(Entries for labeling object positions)

◇ ◇ ◇ ◇ ◇

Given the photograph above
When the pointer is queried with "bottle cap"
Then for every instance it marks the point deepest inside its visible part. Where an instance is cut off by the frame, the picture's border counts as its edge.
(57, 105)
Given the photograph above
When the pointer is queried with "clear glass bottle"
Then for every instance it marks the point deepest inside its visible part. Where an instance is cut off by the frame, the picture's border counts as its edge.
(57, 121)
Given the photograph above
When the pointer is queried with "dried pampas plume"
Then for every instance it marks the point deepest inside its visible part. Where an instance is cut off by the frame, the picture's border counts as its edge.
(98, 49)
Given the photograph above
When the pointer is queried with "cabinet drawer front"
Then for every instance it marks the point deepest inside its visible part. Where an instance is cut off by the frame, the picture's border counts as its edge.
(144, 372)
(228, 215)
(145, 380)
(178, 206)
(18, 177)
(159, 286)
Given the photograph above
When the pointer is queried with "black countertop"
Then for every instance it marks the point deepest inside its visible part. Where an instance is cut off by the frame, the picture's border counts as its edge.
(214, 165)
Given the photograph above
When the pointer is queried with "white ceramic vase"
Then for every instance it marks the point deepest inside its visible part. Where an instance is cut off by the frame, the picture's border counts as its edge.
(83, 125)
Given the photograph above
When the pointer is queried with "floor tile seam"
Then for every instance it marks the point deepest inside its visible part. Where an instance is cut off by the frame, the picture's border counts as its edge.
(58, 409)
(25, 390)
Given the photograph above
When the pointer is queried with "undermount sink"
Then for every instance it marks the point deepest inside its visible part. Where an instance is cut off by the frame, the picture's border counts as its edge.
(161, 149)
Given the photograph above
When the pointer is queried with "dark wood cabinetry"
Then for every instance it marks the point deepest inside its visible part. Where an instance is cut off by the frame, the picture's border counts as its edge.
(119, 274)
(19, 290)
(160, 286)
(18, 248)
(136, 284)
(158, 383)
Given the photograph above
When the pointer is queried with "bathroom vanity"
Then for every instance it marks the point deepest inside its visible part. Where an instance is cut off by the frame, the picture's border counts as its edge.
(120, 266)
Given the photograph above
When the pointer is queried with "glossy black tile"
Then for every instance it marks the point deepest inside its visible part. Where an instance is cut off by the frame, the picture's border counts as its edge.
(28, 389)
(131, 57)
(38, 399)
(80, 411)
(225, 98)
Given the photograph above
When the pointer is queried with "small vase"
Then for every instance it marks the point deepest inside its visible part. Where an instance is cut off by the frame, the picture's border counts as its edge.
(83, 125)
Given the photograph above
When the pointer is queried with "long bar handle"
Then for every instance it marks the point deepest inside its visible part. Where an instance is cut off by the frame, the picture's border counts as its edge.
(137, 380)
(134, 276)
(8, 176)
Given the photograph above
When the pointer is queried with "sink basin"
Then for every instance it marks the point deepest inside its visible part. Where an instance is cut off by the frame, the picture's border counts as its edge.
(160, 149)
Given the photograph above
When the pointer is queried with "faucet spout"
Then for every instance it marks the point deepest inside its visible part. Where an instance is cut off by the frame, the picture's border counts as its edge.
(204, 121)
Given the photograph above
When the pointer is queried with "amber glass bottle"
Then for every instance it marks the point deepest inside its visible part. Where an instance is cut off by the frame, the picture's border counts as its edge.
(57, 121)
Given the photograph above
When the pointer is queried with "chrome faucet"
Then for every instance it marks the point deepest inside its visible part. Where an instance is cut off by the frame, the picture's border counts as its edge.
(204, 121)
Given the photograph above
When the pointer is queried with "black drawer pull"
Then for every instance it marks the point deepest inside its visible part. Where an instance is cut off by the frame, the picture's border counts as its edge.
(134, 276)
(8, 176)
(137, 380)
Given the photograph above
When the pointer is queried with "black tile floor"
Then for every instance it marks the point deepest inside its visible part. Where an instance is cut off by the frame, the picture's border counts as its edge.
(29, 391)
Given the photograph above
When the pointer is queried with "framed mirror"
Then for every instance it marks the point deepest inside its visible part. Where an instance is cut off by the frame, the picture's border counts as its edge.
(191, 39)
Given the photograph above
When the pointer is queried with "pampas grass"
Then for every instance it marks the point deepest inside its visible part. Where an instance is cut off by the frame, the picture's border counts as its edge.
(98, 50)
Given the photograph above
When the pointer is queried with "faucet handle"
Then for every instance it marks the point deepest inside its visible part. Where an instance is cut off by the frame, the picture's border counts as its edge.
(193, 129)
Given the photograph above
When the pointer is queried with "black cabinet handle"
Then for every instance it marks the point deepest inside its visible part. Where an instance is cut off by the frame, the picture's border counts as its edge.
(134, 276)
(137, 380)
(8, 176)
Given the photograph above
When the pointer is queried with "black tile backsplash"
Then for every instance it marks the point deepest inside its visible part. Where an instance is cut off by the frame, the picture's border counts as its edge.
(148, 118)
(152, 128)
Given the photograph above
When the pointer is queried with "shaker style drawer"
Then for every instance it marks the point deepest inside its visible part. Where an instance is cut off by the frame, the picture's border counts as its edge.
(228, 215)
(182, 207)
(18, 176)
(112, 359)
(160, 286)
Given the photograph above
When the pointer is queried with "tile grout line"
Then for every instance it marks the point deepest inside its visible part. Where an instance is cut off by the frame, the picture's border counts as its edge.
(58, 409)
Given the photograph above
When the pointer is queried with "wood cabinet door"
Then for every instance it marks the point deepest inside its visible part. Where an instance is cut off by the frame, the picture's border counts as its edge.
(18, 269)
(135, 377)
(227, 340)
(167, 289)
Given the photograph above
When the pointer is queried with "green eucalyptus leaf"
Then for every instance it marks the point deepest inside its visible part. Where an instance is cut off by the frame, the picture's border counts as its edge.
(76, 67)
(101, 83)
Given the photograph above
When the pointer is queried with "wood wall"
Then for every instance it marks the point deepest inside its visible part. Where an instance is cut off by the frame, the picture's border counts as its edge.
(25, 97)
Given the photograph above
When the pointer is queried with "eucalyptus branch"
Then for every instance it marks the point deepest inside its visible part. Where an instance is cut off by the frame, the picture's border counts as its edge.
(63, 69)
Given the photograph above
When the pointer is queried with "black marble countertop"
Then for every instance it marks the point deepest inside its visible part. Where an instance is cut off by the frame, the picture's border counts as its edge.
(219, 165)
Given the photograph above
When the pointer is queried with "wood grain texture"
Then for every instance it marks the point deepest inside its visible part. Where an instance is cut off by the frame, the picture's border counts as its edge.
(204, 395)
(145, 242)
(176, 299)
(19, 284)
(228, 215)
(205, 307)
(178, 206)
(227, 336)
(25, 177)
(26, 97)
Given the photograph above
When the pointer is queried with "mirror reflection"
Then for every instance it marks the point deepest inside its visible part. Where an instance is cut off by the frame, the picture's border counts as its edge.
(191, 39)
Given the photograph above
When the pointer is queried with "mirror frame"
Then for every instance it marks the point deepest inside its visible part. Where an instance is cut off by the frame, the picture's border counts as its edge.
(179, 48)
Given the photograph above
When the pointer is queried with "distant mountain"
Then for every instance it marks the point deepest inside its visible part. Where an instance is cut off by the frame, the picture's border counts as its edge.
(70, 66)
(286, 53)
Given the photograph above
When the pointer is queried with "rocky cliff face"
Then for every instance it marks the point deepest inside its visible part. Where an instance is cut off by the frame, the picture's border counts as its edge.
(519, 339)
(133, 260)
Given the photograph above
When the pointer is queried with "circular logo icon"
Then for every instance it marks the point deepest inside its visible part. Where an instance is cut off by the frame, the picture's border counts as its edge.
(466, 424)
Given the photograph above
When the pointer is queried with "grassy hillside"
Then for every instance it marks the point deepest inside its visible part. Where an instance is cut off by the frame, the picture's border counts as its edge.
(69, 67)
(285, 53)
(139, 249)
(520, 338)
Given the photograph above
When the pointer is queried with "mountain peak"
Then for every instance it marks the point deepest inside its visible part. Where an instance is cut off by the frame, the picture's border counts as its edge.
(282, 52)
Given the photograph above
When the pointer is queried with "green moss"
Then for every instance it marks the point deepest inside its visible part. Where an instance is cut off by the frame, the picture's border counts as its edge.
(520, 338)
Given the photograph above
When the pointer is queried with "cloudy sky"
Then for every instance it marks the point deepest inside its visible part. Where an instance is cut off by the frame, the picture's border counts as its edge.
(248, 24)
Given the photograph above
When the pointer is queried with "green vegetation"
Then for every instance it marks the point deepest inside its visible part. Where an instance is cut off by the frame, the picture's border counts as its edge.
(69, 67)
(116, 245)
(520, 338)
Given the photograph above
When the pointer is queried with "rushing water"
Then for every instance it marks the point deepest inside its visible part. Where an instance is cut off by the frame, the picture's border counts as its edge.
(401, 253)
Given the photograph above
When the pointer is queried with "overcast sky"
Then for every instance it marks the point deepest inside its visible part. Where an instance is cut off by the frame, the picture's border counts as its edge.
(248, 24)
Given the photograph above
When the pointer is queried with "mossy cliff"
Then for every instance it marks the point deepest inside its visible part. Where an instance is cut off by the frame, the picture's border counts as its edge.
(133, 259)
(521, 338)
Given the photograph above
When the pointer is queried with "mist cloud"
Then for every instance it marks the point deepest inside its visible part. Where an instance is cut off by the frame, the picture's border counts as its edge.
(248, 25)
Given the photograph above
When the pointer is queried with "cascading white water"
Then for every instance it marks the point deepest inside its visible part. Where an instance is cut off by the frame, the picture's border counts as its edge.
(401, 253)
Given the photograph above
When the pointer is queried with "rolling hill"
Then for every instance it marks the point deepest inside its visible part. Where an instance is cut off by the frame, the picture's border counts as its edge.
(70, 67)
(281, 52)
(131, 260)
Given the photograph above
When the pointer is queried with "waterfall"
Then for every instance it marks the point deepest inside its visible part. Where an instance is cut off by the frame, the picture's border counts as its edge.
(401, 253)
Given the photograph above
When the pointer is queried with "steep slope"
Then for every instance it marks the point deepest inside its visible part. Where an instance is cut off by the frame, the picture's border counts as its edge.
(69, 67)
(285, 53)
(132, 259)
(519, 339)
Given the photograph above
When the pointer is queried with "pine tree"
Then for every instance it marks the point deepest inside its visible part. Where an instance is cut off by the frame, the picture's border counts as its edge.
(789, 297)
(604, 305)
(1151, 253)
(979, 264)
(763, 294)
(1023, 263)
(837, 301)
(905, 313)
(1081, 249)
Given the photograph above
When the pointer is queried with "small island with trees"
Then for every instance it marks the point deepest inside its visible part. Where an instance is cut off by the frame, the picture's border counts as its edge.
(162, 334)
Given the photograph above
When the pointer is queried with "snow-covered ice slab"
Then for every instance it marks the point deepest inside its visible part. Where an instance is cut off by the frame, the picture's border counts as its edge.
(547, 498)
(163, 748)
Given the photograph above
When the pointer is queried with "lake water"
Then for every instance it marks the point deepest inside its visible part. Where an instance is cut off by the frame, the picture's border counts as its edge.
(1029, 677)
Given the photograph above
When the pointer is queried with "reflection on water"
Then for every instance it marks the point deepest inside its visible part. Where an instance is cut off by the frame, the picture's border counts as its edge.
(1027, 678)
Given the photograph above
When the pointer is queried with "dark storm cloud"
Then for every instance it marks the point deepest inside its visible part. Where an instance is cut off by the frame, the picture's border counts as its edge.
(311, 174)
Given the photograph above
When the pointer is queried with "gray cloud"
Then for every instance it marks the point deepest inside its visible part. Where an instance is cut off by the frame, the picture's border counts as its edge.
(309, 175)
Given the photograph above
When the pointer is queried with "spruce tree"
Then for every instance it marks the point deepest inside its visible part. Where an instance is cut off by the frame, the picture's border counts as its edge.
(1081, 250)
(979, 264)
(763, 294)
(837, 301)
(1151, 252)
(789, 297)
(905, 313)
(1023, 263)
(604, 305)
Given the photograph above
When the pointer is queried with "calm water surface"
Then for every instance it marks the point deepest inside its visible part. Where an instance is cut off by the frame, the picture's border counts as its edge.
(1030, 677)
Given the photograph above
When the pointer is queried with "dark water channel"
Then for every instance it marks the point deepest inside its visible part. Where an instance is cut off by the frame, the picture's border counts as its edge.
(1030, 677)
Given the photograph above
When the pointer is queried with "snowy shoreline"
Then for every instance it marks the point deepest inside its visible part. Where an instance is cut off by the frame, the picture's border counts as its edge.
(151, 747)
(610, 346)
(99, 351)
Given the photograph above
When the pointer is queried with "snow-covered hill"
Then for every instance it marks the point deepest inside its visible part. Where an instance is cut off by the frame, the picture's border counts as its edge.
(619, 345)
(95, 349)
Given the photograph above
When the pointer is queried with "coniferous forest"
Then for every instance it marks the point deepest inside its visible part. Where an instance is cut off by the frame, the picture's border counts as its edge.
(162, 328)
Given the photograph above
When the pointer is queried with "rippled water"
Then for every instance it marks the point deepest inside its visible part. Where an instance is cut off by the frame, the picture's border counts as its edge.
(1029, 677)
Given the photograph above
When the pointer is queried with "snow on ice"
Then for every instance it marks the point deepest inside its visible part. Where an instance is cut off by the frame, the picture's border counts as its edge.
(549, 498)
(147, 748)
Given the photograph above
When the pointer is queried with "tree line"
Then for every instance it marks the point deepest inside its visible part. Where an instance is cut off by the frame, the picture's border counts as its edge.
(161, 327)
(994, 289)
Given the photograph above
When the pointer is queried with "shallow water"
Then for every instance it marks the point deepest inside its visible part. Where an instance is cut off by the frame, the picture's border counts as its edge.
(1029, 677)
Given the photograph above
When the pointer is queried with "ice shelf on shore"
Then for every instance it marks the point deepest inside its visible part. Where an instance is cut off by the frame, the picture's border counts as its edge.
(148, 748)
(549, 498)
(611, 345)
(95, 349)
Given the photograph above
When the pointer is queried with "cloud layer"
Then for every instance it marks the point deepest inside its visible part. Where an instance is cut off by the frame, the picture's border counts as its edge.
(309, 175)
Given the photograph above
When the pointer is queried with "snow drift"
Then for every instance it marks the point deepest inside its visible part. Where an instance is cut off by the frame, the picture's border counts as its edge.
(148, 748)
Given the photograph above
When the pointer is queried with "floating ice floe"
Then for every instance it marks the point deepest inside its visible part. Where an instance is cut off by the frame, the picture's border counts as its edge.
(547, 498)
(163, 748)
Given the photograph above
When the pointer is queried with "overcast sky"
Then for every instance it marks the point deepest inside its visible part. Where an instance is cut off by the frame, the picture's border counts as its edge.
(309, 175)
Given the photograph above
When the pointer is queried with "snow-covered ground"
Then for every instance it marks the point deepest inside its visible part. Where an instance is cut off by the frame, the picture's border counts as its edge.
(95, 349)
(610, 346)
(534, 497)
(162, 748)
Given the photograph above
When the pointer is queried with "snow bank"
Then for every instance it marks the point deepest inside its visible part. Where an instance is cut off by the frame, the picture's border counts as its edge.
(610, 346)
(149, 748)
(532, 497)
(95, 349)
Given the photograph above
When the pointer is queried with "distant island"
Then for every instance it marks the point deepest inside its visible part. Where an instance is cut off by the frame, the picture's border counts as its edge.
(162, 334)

◇ ◇ ◇ ◇ ◇

▶ **Required task**
List every line in the records above that contains the string "vase".

▶ **Answer to this task**
When the pointer is queried with "white ceramic vase"
When the pointer is queried with "small vase"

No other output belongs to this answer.